Copy out every line of the records below that contains the word "Each". The match is case-sensitive.

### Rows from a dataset
>>>>
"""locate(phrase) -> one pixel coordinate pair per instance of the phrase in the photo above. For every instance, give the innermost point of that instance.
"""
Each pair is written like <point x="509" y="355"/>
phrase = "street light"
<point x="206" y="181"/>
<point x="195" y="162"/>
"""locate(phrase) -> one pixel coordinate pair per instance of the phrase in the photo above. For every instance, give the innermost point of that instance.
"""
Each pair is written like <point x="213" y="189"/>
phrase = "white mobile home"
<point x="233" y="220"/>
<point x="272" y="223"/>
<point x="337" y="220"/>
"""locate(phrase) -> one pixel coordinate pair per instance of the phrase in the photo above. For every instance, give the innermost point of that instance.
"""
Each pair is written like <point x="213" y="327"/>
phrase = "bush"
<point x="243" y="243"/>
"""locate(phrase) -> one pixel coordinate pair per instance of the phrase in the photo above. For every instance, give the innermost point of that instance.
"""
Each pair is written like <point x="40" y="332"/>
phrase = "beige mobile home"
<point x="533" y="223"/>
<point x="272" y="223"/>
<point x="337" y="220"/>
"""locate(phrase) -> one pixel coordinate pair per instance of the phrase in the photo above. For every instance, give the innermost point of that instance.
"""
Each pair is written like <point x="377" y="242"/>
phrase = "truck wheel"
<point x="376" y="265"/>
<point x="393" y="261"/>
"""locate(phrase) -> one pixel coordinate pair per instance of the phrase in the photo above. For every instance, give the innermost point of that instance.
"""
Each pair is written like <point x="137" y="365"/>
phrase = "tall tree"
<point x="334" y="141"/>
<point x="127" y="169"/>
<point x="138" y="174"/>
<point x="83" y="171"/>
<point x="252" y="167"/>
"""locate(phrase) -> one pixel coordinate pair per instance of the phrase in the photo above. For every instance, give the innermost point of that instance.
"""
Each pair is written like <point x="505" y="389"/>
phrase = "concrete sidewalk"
<<<<
### EXPECTED OUTPUT
Each pair is written like <point x="509" y="355"/>
Each pair is written like <point x="213" y="189"/>
Each pair is written like <point x="213" y="327"/>
Each pair is written like <point x="40" y="332"/>
Each pair is written like <point x="377" y="242"/>
Each pair is written like <point x="137" y="365"/>
Each pair is written like <point x="505" y="389"/>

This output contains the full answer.